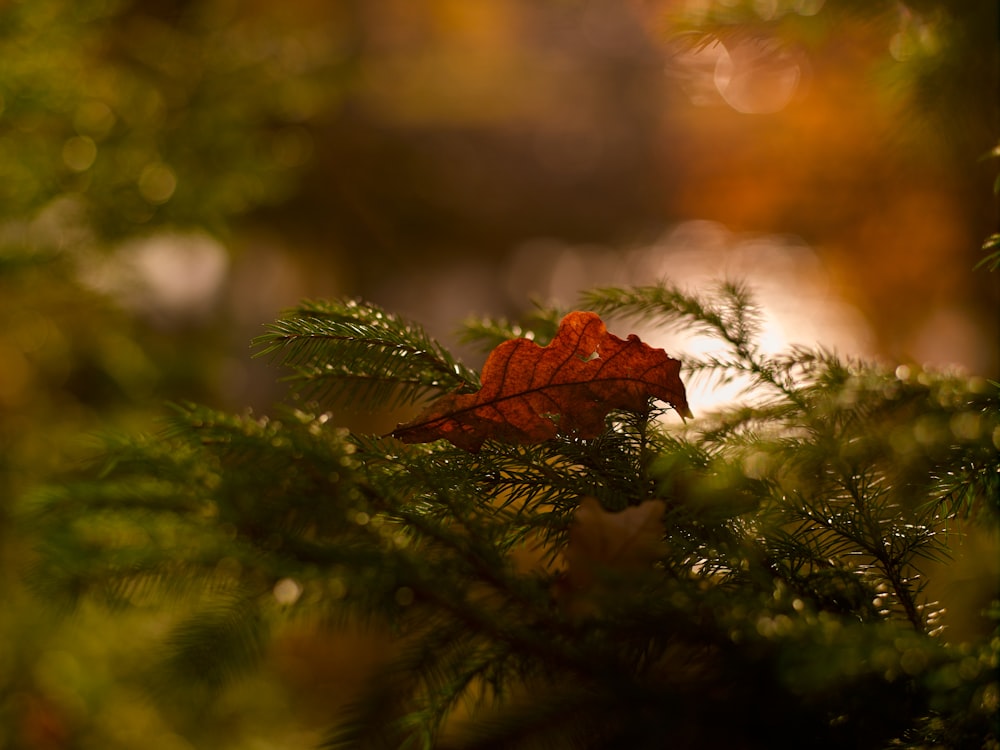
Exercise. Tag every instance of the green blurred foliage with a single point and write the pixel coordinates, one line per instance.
(328, 122)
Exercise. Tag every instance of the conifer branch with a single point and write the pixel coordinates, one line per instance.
(357, 354)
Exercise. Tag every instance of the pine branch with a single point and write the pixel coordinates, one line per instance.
(359, 355)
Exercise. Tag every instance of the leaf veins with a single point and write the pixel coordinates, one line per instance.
(530, 393)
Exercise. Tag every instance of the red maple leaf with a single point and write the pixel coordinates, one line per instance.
(530, 393)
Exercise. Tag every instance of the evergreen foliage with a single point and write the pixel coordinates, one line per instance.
(784, 606)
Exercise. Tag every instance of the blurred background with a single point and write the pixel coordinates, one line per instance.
(173, 174)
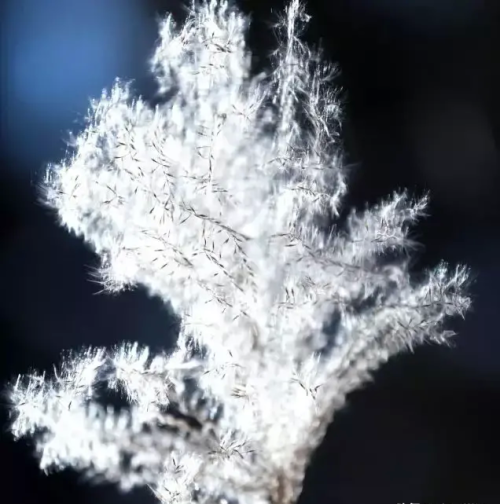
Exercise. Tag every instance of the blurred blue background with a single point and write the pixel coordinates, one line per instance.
(57, 55)
(422, 111)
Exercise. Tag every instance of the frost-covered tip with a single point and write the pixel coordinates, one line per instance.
(220, 201)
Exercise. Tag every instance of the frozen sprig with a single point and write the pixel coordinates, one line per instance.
(218, 201)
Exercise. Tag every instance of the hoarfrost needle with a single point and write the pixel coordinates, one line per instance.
(216, 201)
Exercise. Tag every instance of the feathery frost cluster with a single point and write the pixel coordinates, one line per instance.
(218, 201)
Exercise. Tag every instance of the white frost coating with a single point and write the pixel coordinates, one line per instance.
(217, 201)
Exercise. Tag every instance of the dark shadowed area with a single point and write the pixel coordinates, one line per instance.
(420, 81)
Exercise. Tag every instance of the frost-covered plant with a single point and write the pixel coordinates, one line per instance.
(219, 201)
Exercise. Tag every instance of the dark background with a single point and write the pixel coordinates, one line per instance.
(420, 82)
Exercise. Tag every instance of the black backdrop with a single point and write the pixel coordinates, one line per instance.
(420, 82)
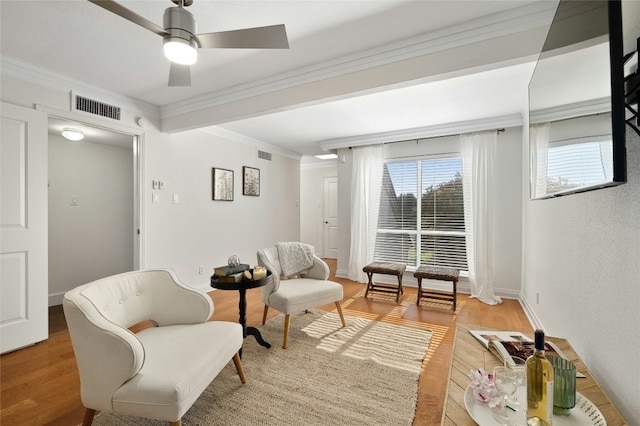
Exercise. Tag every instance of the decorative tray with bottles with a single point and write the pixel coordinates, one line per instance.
(584, 413)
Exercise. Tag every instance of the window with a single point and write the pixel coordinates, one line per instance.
(430, 232)
(581, 162)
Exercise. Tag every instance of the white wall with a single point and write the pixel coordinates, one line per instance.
(507, 205)
(94, 238)
(197, 231)
(582, 255)
(312, 203)
(201, 232)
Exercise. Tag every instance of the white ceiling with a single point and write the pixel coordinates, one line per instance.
(83, 42)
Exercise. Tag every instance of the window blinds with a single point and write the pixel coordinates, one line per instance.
(424, 229)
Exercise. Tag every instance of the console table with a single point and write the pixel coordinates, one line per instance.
(469, 354)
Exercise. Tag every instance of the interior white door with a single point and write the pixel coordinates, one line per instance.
(23, 228)
(330, 193)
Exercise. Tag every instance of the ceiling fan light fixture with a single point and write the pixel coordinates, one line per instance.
(180, 51)
(72, 134)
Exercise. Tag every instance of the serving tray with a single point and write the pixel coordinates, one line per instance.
(584, 413)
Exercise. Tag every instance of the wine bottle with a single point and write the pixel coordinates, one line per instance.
(539, 386)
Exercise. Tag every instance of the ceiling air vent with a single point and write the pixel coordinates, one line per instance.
(264, 155)
(95, 107)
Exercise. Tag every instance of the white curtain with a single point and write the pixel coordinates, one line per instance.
(366, 183)
(478, 155)
(538, 156)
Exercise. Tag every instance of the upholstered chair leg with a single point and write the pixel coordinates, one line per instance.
(287, 321)
(238, 363)
(88, 417)
(339, 308)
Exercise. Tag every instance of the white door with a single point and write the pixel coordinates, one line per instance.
(330, 194)
(23, 228)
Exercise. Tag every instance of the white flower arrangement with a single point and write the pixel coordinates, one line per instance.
(484, 389)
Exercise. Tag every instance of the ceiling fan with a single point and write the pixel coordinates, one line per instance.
(181, 42)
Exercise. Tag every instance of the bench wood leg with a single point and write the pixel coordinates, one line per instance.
(287, 323)
(369, 284)
(339, 308)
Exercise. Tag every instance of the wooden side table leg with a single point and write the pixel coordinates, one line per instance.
(455, 296)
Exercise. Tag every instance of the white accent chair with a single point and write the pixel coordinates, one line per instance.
(309, 290)
(160, 371)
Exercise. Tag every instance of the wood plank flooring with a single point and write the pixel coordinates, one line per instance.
(39, 385)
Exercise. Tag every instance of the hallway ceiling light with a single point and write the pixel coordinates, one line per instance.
(326, 156)
(72, 134)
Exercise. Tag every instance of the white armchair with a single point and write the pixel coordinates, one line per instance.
(160, 371)
(295, 294)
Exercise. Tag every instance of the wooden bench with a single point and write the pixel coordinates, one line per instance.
(437, 273)
(384, 268)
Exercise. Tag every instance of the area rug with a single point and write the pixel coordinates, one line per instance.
(364, 374)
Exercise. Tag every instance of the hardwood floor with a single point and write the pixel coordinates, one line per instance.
(39, 385)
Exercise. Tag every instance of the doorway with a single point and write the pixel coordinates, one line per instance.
(330, 217)
(93, 205)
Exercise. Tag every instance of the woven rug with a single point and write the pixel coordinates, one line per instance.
(364, 374)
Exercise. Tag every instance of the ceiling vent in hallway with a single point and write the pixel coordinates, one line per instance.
(91, 106)
(264, 155)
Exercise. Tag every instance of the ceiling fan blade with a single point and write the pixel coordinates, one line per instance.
(122, 11)
(270, 37)
(179, 75)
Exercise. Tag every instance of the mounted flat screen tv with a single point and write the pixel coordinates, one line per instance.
(576, 102)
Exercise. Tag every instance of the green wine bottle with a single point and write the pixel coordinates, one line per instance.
(539, 386)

PROBLEM TO WORK ON: Retype the entries verbatim and drop the pictures.

SOLUTION TO THIS EXERCISE:
Exercise. Tag every instance of the green blurred foliage with a single point and write the pixel coordinates, one line per instance.
(328, 122)
Exercise. Tag every instance of the conifer branch with a single point and write the pixel coordinates, one line per instance.
(357, 354)
Exercise. Tag every instance of the pine branch with a single point and write the pixel coordinates, one line per instance.
(359, 355)
Exercise. Tag every instance of the leaf veins with a single point and write the pixel coordinates, one line per instance.
(530, 393)
Exercise. Tag every instance of the red maple leaf with a single point and write the pixel coordinates, one line per instance.
(530, 393)
Exercise. Tag every instance of the evergreen foliage with a single point and write the pixel coordinates, one line per instance.
(784, 606)
Exercise. Tag every instance of the blurred background with a single point and write the pixel coordinates, one line per instance.
(173, 174)
Exercise. Tag every instance of the blurred blue background with a single point and write the pixel coordinates, one line per instance.
(57, 55)
(422, 111)
Exercise. Tag every instance of the frost-covered tip with a single point and write the pixel coordinates, one line per instance.
(220, 201)
Exercise. Tag every instance of the frozen sprig with a single point and write the pixel coordinates, one line per instance.
(218, 201)
Exercise. Tag every instance of the hoarfrost needle with a single point and write the pixel coordinates, one line per instance.
(216, 201)
Exercise. Tag every instance of the feathery frost cluster with a single point and write the pixel coordinates, one line per instance.
(218, 201)
Exercise. Tag every instance of the white frost coating with a single point and write the pixel coordinates, one line per instance.
(217, 201)
Exercise. Tag every instance of the dark shadowed area with a single point and write the pixel coordinates, one line per instance.
(420, 81)
Exercise. Tag every instance of the frost-covered plant with a single point and write the pixel coordinates, one line per instance.
(219, 201)
Exercise. Tag every instance of the dark background with a single point and write the pixel coordinates, one line per instance.
(420, 82)
Exercise. Tag every instance of the black backdrop with a single point and write the pixel coordinates, one line per instance.
(420, 82)
Exercise. Tag every instance of the decorative tray with bottles with a single point and write the pixel coordinates, one line per instance.
(584, 413)
Exercise. Tag every instance of the window with a single point and write the pixel coordinates, one line per instance.
(430, 232)
(581, 162)
Exercise. Tag every instance of the white wall with a single point and write the pixel coordinates, one line per instance.
(507, 205)
(94, 238)
(197, 231)
(582, 255)
(312, 203)
(201, 232)
Exercise. Tag every instance of the white ceiling with a single point and write the pixel coordinates, one line per instance.
(83, 42)
Exercise. Tag every instance of the window blinds with a single point and write the pixel coordinates, one line per instance.
(424, 229)
Exercise. Tag every instance of the console table with a single point and write the pixel coordinates, one line per instance.
(469, 354)
Exercise. Tag every instance of the interior white door with a single point and write the pixel coordinates, one line per instance.
(23, 228)
(330, 193)
Exercise. Tag every instance of the ceiling fan light fixture with a single point and write the pixel coordinates, one line per instance.
(180, 51)
(72, 134)
Exercise. Tag every instance of the serving tray with a single point and write the pixel coordinates, one line per instance.
(584, 413)
Exercise. Tag every instance of the wine bottle with a single point and write the pixel coordinates, one line per instance.
(539, 386)
Exercise. Tag every instance of the ceiling air vent with a single point and write the pixel coordinates, one line per instance.
(264, 155)
(95, 107)
Exercise. Tag every instance of the white curtain with a single point and write the pixel coordinates, one line per instance.
(366, 183)
(478, 155)
(538, 156)
Exercise. Tag every instance of the upholstered chair leg with a single point and write the pixel coordinates, one line per instance.
(287, 321)
(238, 363)
(88, 417)
(339, 308)
Exercise. Tag every instance of the white door with a single point and write the pixel coordinates, one line per instance.
(330, 194)
(23, 228)
Exercise. Tag every instance of the white flower arrangement with a single point and write the pixel coordinates, one line per instance.
(484, 389)
Exercise. Tag every instance of the ceiling fan with a single point and write the pixel coordinates, one line per instance.
(181, 42)
Exercise. Tag every instance of the bench wood leg with a single point and write the pixel coordinates, one line per instance.
(287, 323)
(369, 284)
(339, 308)
Exercise. Tag every instance of the wooden side table leg with a single point and write the pixel coordinates, one line per instance.
(455, 296)
Exercise. Tag every instance of the white accent chair with a single point and write the pixel coordinates, one line per instance.
(309, 290)
(160, 371)
Exercise. Tag every instance of the wood plank flooring with a single point and write the pixel coordinates, one line per instance.
(39, 385)
Exercise. Tag every instance of the hallway ceiling light with a single point and write the pixel coordinates, one line per instance.
(326, 156)
(72, 134)
Exercise. Tag every instance of the white armchair with a single point and write the pixel coordinates, one line per instance.
(160, 371)
(295, 294)
Exercise. Tag every instance of the wooden bench with a single point and write the pixel coordinates, one line per instance.
(437, 273)
(384, 268)
Exercise. Tag every instance of the area rug with a single point and write the pixel coordinates, one line per instance.
(364, 374)
Exercise. Tag every instance of the hardwood floor with a single point and write the pixel coordinates, one line per instance.
(39, 385)
Exercise. Tag every instance of the doorway with a single point and write the pixel coordinates, one line per instance.
(330, 217)
(93, 205)
Exercise. Tag every instance of the woven rug with a single point and write the pixel coordinates, one line per instance.
(364, 374)
Exercise. Tag every instance of the ceiling vent in hallway with a single point and write the pixel coordinates, one line per instance.
(91, 106)
(264, 155)
Exercise. Tag every instance of the ceiling fan blade with a single point and write the pixel coordinates, one line per instance.
(122, 11)
(270, 37)
(179, 75)
Exercise. Tag every instance of the mounted flat screen tv with a single point and write the pixel coordinates, one line per instance.
(576, 102)
Exercise. Tag every instance of the green wine bottle with a single point and write the pixel coordinates, one line per instance.
(539, 386)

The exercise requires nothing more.